What needs to be done
Answer these questions from the forum post about Sun's server and storage hardware:
(a) What premium would the writer pay for Sun gear right now, and what premium would the writer refuse?
(b) What processors did Sun put in the revamped 7400 series systems?
(c) How many sockets and how much RAM does the proposed Open Storage 8510 have?

Given text
═══

Display comments as (Linear | Threaded)
I hope that when you said "confirmed by someone isn't known to be friendly to Sun", you weren't referring to me
Both IBM's power and Sun's Sparc would lose major market to 8-32way Nehalem-EXs, that is for certain, and it has nothing to do with technology as Jeff Bonwick correctly points out, it has everything to do with volume economics due to Intel's manufacturing arm.
If you don't know already, I worship Sun's Software Engineering. If anything, Sun should really take some hint.
The hint is, although Sun's software engineering has shifted to scale out architecture and open source, Sun's hardware business still hasn't realized that using commodity components really means you have to have commodity value too.
This applies not only to Sun's Open Network Servers, but it also applies to Sun's Open Storage Servers too. The thing is: no one will pay double or triple the market price for a system that Dell and HP can offer too.
I would say this: if Sun went to Dell's server website, and priced out a system, and see if they have anything within 25% of what Dell can offer. It is revealing.
Right now, I would pay a 25% premium for Sun gear. But I wouldn't pay 100% premium for Sun gear.
Another issue that really bugs me recently, is how much bias the Open Storage hardware design is toward AMD. Given the current market situation where DDR3 and DDR2 have come to price parity on spot market and how the Nehalem architecture clearly beats the Opterons, I am amazed that Sun revamped the 7400 series systems to use 6 core Istanbuls, when 2 Socket Nahalem-EPs offer far better value and performance. It is not that Sun doesn't have Nahelem designs to be used for Open Storage.
If I were Sun(trust me, I want Sun to thrive so that they can invest more toward ZFS), I would have replaced the entire lineup of the Open Storage systems to Nehalem architecture already. Call it the 8000 series.
Open Storage 8110: Single Socket Lynnfield Xeon X3450 with 24GB DDR3 ram, same chassis as 7110, with Intel X25-E as ZIL+L2ARCs
Open Storage 8210: same as 7210, with dual Nehalem-EPs
Open Storage 8310...you get the idea
Open Storage 8410 will be 2 Socket Nehalem-EX with 128GB ram
Open Storage 8510 : 4 Socket Nahelem-EX with 256GB ram
Open Stoage 8610 should be 8 Socket EX with 512GB ram.

═══

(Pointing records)
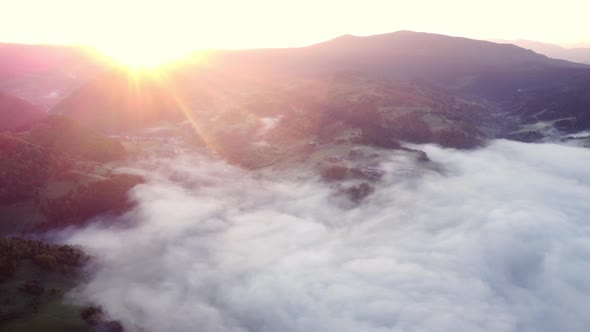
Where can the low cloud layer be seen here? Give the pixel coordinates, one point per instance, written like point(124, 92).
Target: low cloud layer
point(496, 239)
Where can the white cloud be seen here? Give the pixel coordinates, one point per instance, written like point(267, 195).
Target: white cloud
point(490, 240)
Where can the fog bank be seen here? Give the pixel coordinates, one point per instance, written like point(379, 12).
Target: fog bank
point(496, 239)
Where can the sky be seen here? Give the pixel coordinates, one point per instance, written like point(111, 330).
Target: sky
point(180, 24)
point(494, 240)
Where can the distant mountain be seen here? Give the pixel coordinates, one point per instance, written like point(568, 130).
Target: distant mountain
point(492, 77)
point(470, 68)
point(576, 54)
point(17, 114)
point(117, 101)
point(66, 137)
point(45, 74)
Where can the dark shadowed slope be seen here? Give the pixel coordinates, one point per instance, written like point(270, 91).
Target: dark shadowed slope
point(17, 114)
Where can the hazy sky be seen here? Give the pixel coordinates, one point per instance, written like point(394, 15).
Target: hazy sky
point(180, 24)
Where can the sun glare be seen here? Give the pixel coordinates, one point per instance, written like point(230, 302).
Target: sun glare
point(144, 55)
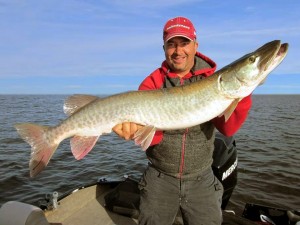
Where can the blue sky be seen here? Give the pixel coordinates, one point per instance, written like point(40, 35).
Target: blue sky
point(106, 47)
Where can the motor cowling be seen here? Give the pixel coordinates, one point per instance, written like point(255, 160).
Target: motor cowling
point(225, 162)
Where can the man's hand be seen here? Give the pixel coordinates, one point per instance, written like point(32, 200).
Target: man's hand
point(126, 130)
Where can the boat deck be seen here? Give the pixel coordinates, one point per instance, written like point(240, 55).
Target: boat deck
point(87, 207)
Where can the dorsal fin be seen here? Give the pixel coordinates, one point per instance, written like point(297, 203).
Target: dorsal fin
point(76, 102)
point(144, 136)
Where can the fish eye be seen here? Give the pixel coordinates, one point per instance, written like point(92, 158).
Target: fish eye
point(252, 59)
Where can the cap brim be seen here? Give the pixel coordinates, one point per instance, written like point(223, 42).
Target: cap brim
point(177, 35)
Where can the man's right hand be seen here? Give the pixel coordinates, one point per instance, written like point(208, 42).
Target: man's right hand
point(126, 130)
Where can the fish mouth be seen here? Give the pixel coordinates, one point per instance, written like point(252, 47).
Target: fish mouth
point(271, 55)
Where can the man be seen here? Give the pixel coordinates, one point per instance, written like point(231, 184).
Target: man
point(179, 175)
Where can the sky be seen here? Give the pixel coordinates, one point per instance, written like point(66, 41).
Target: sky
point(107, 47)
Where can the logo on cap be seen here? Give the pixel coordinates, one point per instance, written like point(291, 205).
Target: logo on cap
point(179, 27)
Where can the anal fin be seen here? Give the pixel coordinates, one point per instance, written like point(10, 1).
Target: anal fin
point(82, 145)
point(228, 112)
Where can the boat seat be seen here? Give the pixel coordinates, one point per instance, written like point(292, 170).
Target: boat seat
point(18, 213)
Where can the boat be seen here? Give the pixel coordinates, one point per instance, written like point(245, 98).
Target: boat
point(107, 202)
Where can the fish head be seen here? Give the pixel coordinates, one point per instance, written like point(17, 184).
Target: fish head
point(241, 77)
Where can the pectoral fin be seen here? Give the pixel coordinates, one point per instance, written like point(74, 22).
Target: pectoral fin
point(144, 136)
point(228, 112)
point(81, 145)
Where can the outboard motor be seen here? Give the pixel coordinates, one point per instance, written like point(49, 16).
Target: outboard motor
point(225, 165)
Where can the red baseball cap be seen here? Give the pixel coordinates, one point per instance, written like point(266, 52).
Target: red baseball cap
point(179, 27)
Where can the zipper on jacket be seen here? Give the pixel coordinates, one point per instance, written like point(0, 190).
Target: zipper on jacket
point(181, 168)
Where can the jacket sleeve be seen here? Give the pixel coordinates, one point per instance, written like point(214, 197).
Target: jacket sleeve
point(236, 120)
point(153, 81)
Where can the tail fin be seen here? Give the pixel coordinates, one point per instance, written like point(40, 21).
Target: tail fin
point(41, 150)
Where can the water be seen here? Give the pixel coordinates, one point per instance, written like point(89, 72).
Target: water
point(268, 150)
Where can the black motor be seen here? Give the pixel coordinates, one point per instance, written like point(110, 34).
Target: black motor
point(124, 199)
point(225, 165)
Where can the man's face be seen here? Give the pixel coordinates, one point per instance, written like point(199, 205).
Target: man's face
point(180, 53)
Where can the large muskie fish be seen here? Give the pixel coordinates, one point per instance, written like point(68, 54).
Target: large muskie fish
point(164, 109)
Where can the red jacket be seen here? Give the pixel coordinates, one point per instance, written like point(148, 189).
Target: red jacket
point(156, 79)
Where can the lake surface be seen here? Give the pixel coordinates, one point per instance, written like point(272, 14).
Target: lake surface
point(268, 150)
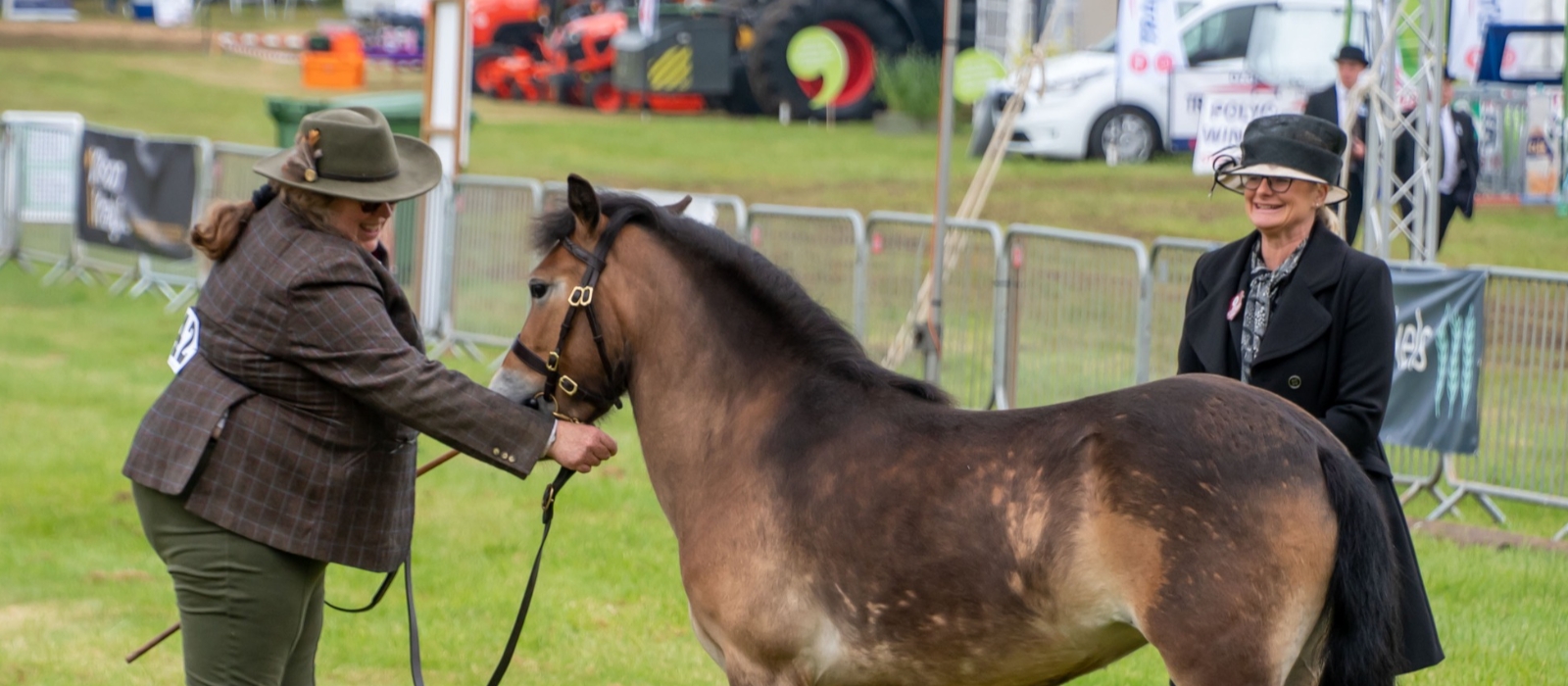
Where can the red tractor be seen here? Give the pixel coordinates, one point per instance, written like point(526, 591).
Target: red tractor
point(514, 57)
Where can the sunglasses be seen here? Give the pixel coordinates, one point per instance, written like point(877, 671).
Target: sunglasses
point(1275, 183)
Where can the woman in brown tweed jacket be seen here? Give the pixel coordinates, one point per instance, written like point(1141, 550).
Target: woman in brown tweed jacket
point(286, 440)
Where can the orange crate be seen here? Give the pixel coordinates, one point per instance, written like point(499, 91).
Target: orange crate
point(333, 70)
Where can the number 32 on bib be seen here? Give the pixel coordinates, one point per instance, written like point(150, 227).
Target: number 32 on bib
point(185, 345)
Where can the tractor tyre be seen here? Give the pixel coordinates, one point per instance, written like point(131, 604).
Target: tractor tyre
point(866, 28)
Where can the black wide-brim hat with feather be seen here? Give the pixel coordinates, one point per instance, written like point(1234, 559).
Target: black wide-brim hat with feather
point(352, 152)
point(1288, 146)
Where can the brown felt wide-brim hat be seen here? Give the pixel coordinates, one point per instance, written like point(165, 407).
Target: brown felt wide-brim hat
point(355, 156)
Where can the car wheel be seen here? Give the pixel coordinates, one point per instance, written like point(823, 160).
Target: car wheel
point(1125, 135)
point(985, 127)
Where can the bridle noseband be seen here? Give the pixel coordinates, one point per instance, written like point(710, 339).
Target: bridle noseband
point(580, 300)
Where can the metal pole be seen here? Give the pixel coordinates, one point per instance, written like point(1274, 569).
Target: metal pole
point(1562, 172)
point(1390, 121)
point(945, 164)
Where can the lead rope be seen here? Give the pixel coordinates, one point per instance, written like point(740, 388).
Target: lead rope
point(416, 669)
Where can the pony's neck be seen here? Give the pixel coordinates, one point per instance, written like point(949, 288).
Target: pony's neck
point(703, 405)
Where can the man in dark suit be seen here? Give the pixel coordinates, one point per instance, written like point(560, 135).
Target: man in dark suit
point(1332, 104)
point(1460, 162)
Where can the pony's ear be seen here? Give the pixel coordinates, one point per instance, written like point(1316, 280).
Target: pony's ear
point(584, 202)
point(679, 206)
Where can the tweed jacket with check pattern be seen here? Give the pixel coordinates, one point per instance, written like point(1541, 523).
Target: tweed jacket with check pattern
point(297, 423)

═══

Full solution
(a) The writer would pay a 25% premium but not a 100% premium.
(b) 6 core Istanbuls.
(c) 4 sockets (Nehalem-EX) and 256GB of RAM.